§ **EXCERPTED TEXT**

The Ironman Triathlon is a long-lasting competition where commonly electrolyte changes are observed. Dehydration and hyponatremia are prevalent and the differential diagnosis between them should take into account the body weight variation of the athlete. Nevertheless, one should also consider that variations are a summation of water and no-water sources, being necessary to apply a correction factor to evaluate the real water condition of the athlete. Objective: To evaluate the water condition of the athlete based on body weight changes with and without correction factor applied.
Twenty-six athletes were weighed in three different times (two days before the competition, immediately before and after performance). The water was classified by calculating the percentage of isolated body weight variation and application of correction factor of 1kg proportional to the athlete of 70kg. In addition, the main clinical signs and symptoms were recorded.
In the 48 hours before the start there was an average weight gain of 1.2kg. After the race, 23 (88.4%) athletes were classified as dehydrated initially but after applying the correction factor to the weight change, this number dropped to 12 (46.1%). Those classified as severe dehydration decreased by 7 (26.2%) to no athlete. Ten athletes (3.8%) presented signs and symptoms of dehydration.
The classification of hydration status based on water loss during the race was significantly modified by the application of the correction factor, and its use is justified by evidence that weight gain within 48 hours prior to the race is possibly related to the muscle glycogen and water accumulation (no intravascular water sources).

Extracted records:

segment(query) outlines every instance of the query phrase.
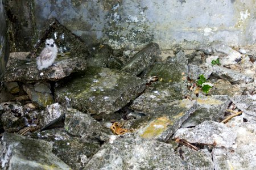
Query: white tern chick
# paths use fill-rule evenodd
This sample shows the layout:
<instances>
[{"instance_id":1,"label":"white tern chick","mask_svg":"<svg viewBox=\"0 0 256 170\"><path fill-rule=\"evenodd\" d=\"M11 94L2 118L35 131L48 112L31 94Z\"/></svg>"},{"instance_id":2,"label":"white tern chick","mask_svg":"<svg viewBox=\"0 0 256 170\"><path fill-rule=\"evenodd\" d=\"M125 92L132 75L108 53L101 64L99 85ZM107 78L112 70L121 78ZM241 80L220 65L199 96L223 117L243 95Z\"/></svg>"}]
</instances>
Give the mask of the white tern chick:
<instances>
[{"instance_id":1,"label":"white tern chick","mask_svg":"<svg viewBox=\"0 0 256 170\"><path fill-rule=\"evenodd\" d=\"M51 66L57 57L57 52L58 49L53 39L46 40L46 47L36 58L38 70L41 70Z\"/></svg>"}]
</instances>

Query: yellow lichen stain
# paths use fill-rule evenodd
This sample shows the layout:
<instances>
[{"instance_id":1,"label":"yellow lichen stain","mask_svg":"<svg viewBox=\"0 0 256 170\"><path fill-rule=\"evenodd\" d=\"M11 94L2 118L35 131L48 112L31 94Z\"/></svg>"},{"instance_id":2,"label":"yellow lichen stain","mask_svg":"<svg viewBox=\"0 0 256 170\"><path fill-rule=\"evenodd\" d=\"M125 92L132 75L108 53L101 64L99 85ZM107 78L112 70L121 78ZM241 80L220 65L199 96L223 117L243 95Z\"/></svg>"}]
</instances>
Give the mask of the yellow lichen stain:
<instances>
[{"instance_id":1,"label":"yellow lichen stain","mask_svg":"<svg viewBox=\"0 0 256 170\"><path fill-rule=\"evenodd\" d=\"M154 138L166 131L168 125L174 124L168 117L161 117L150 123L141 136L144 138Z\"/></svg>"},{"instance_id":2,"label":"yellow lichen stain","mask_svg":"<svg viewBox=\"0 0 256 170\"><path fill-rule=\"evenodd\" d=\"M200 104L210 104L210 105L220 105L223 103L221 101L216 99L210 98L207 99L198 99L197 103Z\"/></svg>"},{"instance_id":3,"label":"yellow lichen stain","mask_svg":"<svg viewBox=\"0 0 256 170\"><path fill-rule=\"evenodd\" d=\"M184 115L184 112L180 112L177 115L174 116L173 118L175 119L176 119L177 118L180 118L180 117L182 117Z\"/></svg>"},{"instance_id":4,"label":"yellow lichen stain","mask_svg":"<svg viewBox=\"0 0 256 170\"><path fill-rule=\"evenodd\" d=\"M187 108L191 104L191 102L189 99L183 99L180 101L179 106L182 108Z\"/></svg>"}]
</instances>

§ **PROBLEM REQUIREMENTS**
Reproduce the passage of the Ironman hydration text between "Twenty-six athletes were" and "symptoms of dehydration.", inclusive.

§ **RESPONSE TO THIS TASK**
Twenty-six athletes were weighed in three different times (two days before the competition, immediately before and after performance). The water was classified by calculating the percentage of isolated body weight variation and application of correction factor of 1kg proportional to the athlete of 70kg. In addition, the main clinical signs and symptoms were recorded.
In the 48 hours before the start there was an average weight gain of 1.2kg. After the race, 23 (88.4%) athletes were classified as dehydrated initially but after applying the correction factor to the weight change, this number dropped to 12 (46.1%). Those classified as severe dehydration decreased by 7 (26.2%) to no athlete. Ten athletes (3.8%) presented signs and symptoms of dehydration.